* [WRITTEN TASK]: Rescale the records below from the start up to and including the line with "[(1108, 591), (934, 467), (1164, 530), (931, 467), (1167, 481)]". Reproduce every line in that span, but multiply each pixel coordinate in the answers by 1.6 and round to whole numbers, with halves rounding up. Leave all other numbers unchanged, including those in the sample bodies, and omit the pictures.

|---|

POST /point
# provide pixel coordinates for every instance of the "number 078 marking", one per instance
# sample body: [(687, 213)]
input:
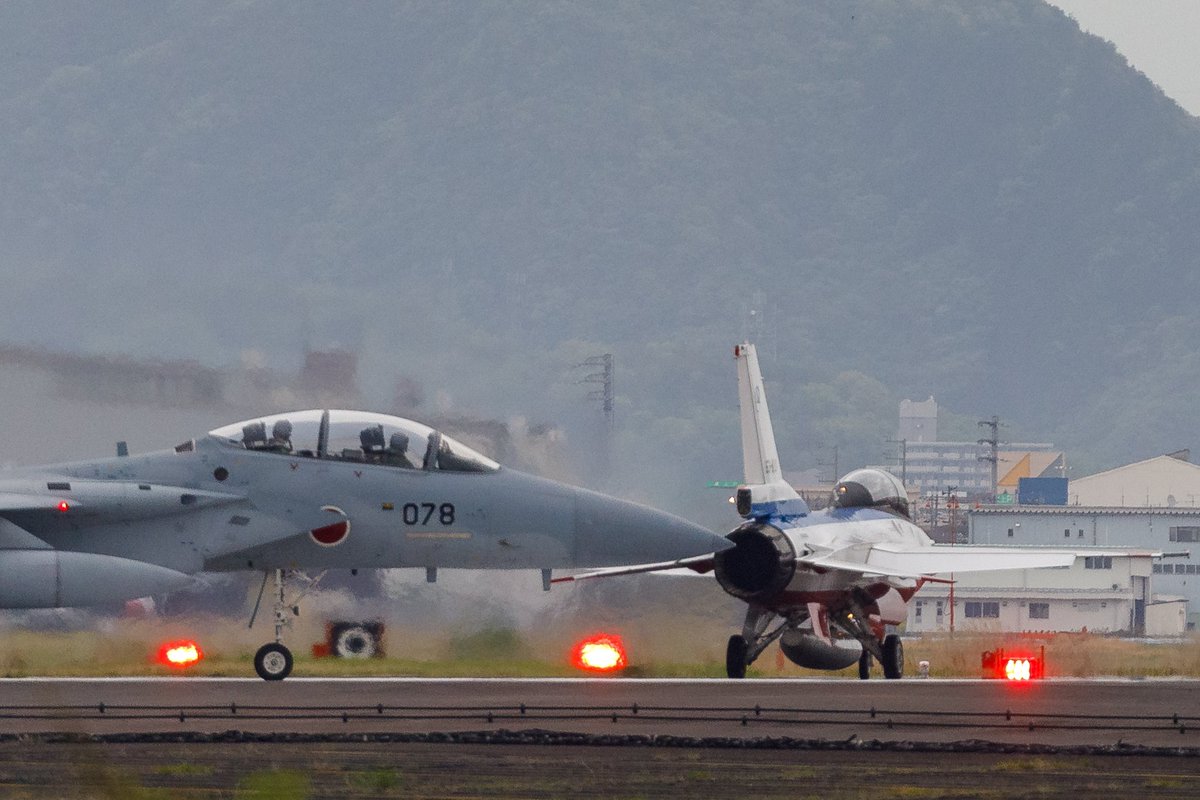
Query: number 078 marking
[(427, 513)]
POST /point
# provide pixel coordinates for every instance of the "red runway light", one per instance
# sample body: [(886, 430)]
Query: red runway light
[(603, 653), (180, 654), (1017, 669)]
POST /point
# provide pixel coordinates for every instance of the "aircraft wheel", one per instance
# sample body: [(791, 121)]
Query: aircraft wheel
[(864, 666), (736, 657), (893, 656), (273, 661)]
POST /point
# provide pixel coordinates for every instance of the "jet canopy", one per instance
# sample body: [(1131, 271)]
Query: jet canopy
[(871, 488), (357, 437)]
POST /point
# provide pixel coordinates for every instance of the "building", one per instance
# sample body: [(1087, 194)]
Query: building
[(1108, 591), (934, 467), (1164, 530), (931, 467), (1167, 481)]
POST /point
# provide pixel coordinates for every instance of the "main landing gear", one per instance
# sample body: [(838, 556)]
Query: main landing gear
[(742, 650), (274, 660), (891, 659)]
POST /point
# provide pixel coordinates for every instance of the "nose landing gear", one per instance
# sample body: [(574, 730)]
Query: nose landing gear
[(274, 661)]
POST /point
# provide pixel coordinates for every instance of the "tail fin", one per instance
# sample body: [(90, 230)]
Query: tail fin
[(760, 459)]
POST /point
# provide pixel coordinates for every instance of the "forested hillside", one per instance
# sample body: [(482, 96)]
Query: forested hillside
[(970, 200)]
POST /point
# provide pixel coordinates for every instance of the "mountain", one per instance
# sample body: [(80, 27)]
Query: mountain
[(972, 200)]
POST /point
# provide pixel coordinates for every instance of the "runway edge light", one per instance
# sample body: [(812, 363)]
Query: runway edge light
[(1014, 667), (601, 653), (180, 655)]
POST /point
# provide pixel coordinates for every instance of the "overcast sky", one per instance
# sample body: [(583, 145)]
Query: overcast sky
[(1157, 36)]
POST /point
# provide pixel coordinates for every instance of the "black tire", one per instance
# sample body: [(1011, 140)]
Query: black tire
[(273, 661), (354, 642), (736, 657), (864, 666), (893, 656)]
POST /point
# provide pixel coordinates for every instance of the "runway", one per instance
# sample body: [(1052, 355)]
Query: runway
[(1059, 713)]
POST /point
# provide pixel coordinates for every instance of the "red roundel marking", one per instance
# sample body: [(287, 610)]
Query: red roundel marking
[(331, 535)]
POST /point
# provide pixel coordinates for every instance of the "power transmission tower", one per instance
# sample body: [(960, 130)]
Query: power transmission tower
[(833, 464), (605, 378), (993, 455)]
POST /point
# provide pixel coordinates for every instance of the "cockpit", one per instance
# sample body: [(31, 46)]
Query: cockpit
[(871, 488), (359, 437)]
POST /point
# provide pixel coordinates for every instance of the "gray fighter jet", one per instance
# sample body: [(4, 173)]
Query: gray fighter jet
[(305, 491)]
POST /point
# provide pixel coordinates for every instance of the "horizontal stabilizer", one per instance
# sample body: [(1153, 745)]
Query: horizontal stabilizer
[(917, 561), (693, 566)]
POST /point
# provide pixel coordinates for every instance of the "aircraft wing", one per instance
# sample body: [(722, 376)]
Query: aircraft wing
[(691, 567), (917, 561), (17, 501)]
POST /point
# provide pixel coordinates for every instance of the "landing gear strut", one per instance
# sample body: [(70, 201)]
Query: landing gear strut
[(274, 660)]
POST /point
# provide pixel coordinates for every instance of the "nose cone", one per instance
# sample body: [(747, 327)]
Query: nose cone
[(617, 533)]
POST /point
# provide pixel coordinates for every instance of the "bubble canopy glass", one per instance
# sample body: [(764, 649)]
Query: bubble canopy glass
[(354, 435)]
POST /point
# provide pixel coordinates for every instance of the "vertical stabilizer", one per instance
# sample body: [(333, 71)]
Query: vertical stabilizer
[(760, 459)]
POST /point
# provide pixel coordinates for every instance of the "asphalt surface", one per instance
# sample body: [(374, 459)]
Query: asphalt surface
[(1057, 713)]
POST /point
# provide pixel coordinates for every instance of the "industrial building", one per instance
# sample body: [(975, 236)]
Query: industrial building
[(1149, 505), (1105, 591)]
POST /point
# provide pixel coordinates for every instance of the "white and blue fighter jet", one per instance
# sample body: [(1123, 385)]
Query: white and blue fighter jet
[(304, 491), (826, 583)]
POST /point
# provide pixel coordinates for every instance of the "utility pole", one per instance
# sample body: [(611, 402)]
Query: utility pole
[(993, 456), (903, 458)]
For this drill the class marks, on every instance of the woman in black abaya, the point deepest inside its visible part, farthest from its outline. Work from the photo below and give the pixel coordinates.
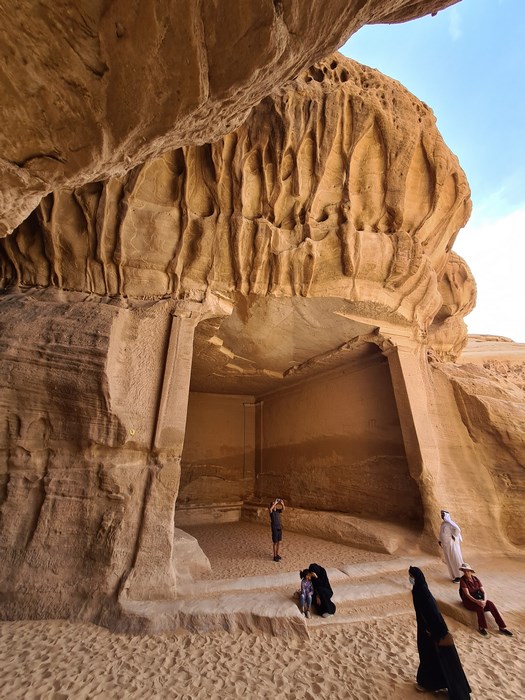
(439, 664)
(322, 590)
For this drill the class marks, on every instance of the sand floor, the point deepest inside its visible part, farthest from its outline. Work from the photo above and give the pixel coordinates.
(376, 659)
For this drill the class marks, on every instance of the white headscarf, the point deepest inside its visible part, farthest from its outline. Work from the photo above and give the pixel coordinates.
(448, 519)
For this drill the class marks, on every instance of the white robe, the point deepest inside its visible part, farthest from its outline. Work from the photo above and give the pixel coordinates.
(451, 548)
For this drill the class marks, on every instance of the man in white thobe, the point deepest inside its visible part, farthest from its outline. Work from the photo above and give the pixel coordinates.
(450, 541)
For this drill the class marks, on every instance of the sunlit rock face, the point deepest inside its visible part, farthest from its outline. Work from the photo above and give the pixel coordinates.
(91, 89)
(489, 385)
(338, 186)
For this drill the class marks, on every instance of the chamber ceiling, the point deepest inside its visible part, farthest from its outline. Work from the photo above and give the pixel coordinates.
(271, 342)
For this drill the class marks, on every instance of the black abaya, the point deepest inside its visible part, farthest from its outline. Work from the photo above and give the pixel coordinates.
(322, 590)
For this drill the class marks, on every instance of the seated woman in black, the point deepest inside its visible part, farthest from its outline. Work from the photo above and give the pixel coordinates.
(322, 590)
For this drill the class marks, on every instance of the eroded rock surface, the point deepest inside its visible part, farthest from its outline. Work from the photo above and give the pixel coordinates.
(295, 274)
(91, 89)
(338, 186)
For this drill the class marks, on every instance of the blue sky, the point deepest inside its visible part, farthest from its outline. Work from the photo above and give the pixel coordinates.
(468, 64)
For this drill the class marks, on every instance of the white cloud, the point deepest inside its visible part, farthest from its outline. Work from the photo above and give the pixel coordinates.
(494, 249)
(454, 24)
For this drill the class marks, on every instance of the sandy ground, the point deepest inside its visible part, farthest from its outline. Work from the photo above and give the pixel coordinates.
(377, 659)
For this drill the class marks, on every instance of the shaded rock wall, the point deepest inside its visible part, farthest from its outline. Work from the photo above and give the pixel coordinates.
(92, 88)
(80, 383)
(334, 443)
(219, 450)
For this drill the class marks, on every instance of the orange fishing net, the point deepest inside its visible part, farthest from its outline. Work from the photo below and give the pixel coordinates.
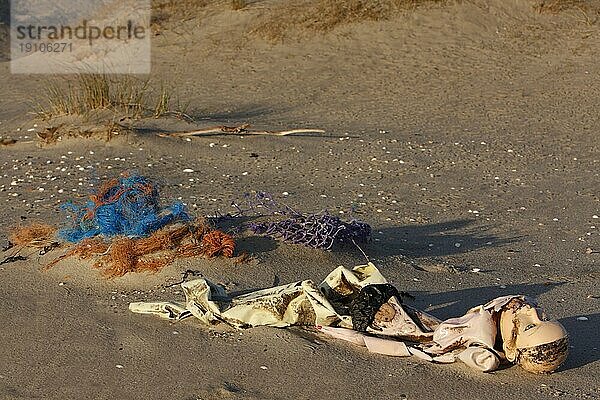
(35, 235)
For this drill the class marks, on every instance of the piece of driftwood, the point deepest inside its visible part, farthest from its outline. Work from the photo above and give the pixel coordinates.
(237, 130)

|---|

* [PROBLEM SOLUTION]:
POST /point
# provide pixel coordinates for every instance of the "number 078 marking", one per instance
# sample body: [(687, 213)]
input:
Query: number 078 marking
[(683, 821)]
POST /point
# provide pixel coordinates for every instance of the "red runway light", one per instance
# sample body: [(886, 430)]
Query: red runway light
[(965, 1045), (288, 1046), (1627, 1070)]
POST /point
# provide pixel coordinates for every instance of the "aircraft wheel", one per instance
# sample body: [(791, 121)]
Query: aircraft wheel
[(1382, 1066), (1178, 1051), (1429, 1050), (437, 1058)]
POST /point
# provide pixel coordinates for every instance of the "jet canopy", one per instance
# sample body: [(1131, 271)]
Query: jet canopy
[(1394, 781), (571, 699)]
POST /point
# provide pixel coordinates for every instance of the "building", one per instance
# sample body: [(1087, 194)]
Query: building
[(1773, 946), (1494, 747), (1862, 848), (1490, 747), (1867, 770)]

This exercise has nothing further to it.